Extract each line of the data below and reproduce it word for word.

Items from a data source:
____

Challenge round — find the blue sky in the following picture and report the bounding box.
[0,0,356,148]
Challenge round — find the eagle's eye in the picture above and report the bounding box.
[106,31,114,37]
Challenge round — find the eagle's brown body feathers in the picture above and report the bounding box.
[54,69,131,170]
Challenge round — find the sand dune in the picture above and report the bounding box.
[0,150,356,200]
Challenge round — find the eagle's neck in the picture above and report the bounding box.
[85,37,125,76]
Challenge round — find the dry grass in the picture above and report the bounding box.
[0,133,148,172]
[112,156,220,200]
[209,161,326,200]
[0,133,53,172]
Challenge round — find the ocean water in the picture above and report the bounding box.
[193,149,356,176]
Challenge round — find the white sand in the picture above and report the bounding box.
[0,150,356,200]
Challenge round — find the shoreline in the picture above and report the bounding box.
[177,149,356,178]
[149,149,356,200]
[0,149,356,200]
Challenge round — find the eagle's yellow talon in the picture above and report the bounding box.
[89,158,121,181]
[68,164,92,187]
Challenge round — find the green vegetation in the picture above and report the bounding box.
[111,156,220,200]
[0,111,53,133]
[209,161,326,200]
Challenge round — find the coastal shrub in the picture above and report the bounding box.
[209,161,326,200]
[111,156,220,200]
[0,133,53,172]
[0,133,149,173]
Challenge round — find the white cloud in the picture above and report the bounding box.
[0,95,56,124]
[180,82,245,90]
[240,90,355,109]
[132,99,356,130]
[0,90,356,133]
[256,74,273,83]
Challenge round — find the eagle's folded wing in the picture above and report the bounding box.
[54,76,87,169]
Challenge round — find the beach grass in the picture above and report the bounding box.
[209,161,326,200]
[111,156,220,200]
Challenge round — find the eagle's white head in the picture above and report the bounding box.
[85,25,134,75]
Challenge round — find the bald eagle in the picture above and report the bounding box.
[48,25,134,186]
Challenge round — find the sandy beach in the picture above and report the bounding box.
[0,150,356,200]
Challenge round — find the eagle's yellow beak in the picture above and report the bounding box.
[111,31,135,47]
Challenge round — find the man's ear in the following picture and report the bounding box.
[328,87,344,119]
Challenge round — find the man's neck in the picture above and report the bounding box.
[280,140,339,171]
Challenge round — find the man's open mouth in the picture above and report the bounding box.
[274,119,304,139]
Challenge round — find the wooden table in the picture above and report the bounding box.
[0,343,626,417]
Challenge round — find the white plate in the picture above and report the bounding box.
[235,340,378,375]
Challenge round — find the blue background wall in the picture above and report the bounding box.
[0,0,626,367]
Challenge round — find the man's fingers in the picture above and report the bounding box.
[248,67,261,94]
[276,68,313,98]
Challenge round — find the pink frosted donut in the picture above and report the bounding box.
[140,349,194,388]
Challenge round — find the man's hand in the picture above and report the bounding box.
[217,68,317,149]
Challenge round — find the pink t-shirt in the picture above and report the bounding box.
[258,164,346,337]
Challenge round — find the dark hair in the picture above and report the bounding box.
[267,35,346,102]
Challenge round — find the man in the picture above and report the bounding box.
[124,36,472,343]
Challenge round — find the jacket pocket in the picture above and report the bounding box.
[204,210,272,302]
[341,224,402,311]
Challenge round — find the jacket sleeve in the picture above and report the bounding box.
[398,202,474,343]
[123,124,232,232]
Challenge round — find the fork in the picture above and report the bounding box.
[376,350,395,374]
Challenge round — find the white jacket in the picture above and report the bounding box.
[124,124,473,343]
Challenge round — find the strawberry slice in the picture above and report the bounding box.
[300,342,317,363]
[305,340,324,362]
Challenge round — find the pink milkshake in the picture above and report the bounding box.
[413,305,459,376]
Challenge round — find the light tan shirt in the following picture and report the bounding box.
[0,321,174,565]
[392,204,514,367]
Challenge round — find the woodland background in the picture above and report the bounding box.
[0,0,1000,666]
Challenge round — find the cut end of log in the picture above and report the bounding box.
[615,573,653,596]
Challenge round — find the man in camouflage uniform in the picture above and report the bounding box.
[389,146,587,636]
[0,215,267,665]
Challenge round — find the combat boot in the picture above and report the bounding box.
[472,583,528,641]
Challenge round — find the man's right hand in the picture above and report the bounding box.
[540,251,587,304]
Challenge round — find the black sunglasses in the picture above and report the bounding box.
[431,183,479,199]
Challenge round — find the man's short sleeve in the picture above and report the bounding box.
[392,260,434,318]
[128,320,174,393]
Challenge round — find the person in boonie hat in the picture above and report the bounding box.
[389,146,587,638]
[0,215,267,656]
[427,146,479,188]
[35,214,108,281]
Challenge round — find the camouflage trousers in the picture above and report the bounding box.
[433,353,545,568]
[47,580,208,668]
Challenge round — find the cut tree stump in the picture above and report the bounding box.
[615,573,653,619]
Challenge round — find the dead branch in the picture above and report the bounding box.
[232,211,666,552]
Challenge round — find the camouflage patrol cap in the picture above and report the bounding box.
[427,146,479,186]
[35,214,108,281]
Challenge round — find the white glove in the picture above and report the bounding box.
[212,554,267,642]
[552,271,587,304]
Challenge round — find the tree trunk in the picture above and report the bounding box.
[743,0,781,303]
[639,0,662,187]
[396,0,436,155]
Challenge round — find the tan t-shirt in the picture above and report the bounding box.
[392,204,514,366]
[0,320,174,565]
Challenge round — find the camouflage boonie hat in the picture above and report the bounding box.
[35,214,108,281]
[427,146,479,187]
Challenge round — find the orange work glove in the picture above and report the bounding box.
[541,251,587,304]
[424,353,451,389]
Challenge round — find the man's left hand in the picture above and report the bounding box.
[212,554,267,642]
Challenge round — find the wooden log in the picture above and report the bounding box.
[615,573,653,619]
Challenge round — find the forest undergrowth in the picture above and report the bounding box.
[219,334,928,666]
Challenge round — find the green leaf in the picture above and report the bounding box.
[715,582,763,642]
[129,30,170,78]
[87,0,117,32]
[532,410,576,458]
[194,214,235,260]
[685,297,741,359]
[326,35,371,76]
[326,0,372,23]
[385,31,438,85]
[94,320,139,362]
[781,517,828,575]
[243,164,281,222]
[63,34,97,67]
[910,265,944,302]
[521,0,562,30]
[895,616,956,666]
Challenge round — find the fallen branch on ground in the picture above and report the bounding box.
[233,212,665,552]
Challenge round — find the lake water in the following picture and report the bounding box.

____

Correct result:
Challenge round — find the blue sky in the following picture and report the bounding box.
[0,0,356,148]
Challenge round — find the eagle's eye in the picture above and report the bounding box.
[106,31,114,37]
Challenge round — find the eagle's brown body feathers in the picture above and report the bounding box.
[54,69,131,170]
Challenge round — find the sand dune in the picture above and report the bounding box.
[0,150,356,200]
Challenge round — find the eagle's neck in the picture above and report the bounding box.
[85,37,125,76]
Challenge round — find the dry grass in the picture above and report the bounding box.
[0,133,148,172]
[112,156,220,200]
[209,161,326,200]
[0,133,53,172]
Challenge round — find the ocean water in the picture above and report the bounding box.
[193,149,356,176]
Challenge round — find the white sand in the picture above and report the bounding box.
[0,150,356,200]
Challenge round — find the shoreline in the picture above and report the bounding box.
[177,149,356,178]
[149,149,356,200]
[0,149,356,200]
Challenge round — find the eagle's yellow talon in the picture above and report the bounding box.
[89,158,121,181]
[68,164,92,187]
Challenge round — find the green vegetation in the picture above and report the bounding box.
[111,156,220,200]
[0,111,53,133]
[209,161,326,200]
Challenge round — find the coastal shrub in the picture above and report the bounding box.
[209,161,326,200]
[111,156,220,200]
[0,133,53,172]
[0,133,149,173]
Challenge round — find the white cloud in the picture above and report the bounding box.
[0,95,56,124]
[180,82,245,90]
[240,90,355,109]
[132,99,356,130]
[0,90,356,133]
[256,74,273,83]
Challenge round — find the eagle's folded wing in the picture above and report the bounding box.
[54,76,87,169]
Challenge round — find the beach grass in the picture above and report the bounding box.
[209,161,326,200]
[111,156,220,200]
Challenge round — find the eagle's white head in the picture above and report the bounding box.
[85,25,134,75]
Challenge round — find the bald eagle in the picture above and report the bounding box.
[48,25,134,186]
Challenge round — find the sandy beach in the picture above and report the bounding box.
[0,150,356,200]
Challenge round — find the eagle's yellow beak in the picture above and report the bounding box.
[111,31,135,47]
Challenge round — find the man's ear in the following picture and report the bounding box.
[328,87,344,119]
Challenge round — find the man's neck in the picture above and report the bounding box.
[280,140,339,171]
Challenge round — find the man's open mouth in the picture above and report the bounding box.
[274,119,304,139]
Challenge round — find the wooden table in the picture above and report the bounding box.
[0,343,626,417]
Challenge round — find the white plate in the picture above and report the bounding box.
[235,340,378,375]
Challenge round — find the blue background wall in the picture above and report the bounding box.
[0,0,626,367]
Challenge round — find the man's fingers in the picture above and report the bounding box.
[248,67,261,94]
[276,68,313,98]
Challenge round — find the pink frosted donut in the picture above and report the bounding box.
[140,349,194,388]
Challenge round — find the man's hand in the picture above and report the bounding box.
[217,68,317,149]
Challenge round — find the pink t-shirt in the picture above and report the bounding box.
[258,164,346,337]
Challenge round — find the dark hair in the picture above and report the bounding box.
[267,35,346,102]
Challenge round — find the man in the picture above and report the bounding box.
[124,36,472,343]
Challenge round — find the jacket pocket in the picture above and report the bounding box.
[204,210,272,302]
[341,224,402,311]
Challenge round — find the jacket sleeve in the picture above and report the bounding box.
[398,202,474,343]
[123,124,232,232]
Challenge round — find the fork in the picture above and report the bounding box.
[376,350,395,374]
Challenge round — find the white jacket in the picture above and report the bounding box.
[124,124,473,343]
Challenge round — find the strawberry slice in the picture above and report the bounding box.
[300,342,317,363]
[305,340,324,362]
Challenge round — find the pink milkshake in the picture above and report the bounding box.
[413,305,459,376]
Challenge round — find the light tan shirt in the following picture and report the bounding box.
[0,321,174,565]
[392,204,514,367]
Challenge round — find the woodland background in the picture above and report the bounding box.
[0,0,1000,666]
Challenge round — find the cut end of log in the picture above and report the bounding box.
[615,573,653,596]
Challenge round — find the man in camouflage uniform in the picture above and report the bounding box.
[389,146,587,636]
[0,215,267,665]
Challenge round — find the combat boot in the picture above and report the bounding box.
[472,583,528,641]
Challenge round — find the man's right hand in the picture above and report the bounding box.
[540,251,587,304]
Challenge round — find the black sunglasses in the picture above and report the bounding box.
[431,183,479,199]
Challenge round — find the man's short sleeve in the picture above and report the bounding box.
[392,260,434,318]
[128,320,174,393]
Challenge round — find the person in boonie hat in the picture above and report the bounding box.
[389,146,587,638]
[0,215,267,656]
[427,146,479,188]
[35,214,108,281]
Challenge round — find the camouflage trousers in the picture above and report the bounding box.
[433,353,545,568]
[47,580,208,668]
Challenge round — find the cut tree stump in the picture above and report the bounding box.
[615,573,653,619]
Challenge round — find the dead branch in the picture above and report the bounding box.
[232,211,666,552]
Challenge round — find the camouflage patrol cap in the picture above and report the bounding box.
[427,146,479,186]
[35,214,108,281]
Challenge round — find the white glove in the picture above and report the bounding box.
[212,554,267,642]
[552,271,587,304]
Challenge round — find the tree trunk in the picture above and report the bounding box.
[743,0,781,303]
[639,0,662,187]
[396,0,436,155]
Challenge round — find the tan t-shirt in the picture above and report the bounding box.
[392,204,514,366]
[0,320,174,565]
Challenge round — find the camouflage boonie hat in the picture above and report the bounding box.
[35,214,108,281]
[427,146,479,187]
Challenge round — find the orange work glove in the picture above and report the bounding box.
[541,251,587,304]
[424,353,451,389]
Challenge round — find the man's left hand in the picture above and report the bounding box.
[212,554,267,642]
Challenge round — find the wooden log in the picture above and report the bounding box.
[615,573,653,619]
Challenge round — find the forest undergrowth in the picture above and report the bounding box.
[219,334,928,666]
Challenge round — find the green leaf in the picture above and report the bounding box.
[715,582,763,642]
[129,30,170,78]
[87,0,117,32]
[532,410,576,458]
[194,214,235,260]
[685,297,741,359]
[326,35,371,76]
[326,0,372,23]
[385,31,438,85]
[94,320,139,362]
[781,517,828,575]
[243,164,281,222]
[63,34,97,67]
[910,265,944,302]
[521,0,562,30]
[895,616,956,666]
Challenge round — find the fallen branch on ground in the picture above and report the bounding box.
[233,212,665,552]
Challenge round — find the lake water in the following picture and report the bounding box.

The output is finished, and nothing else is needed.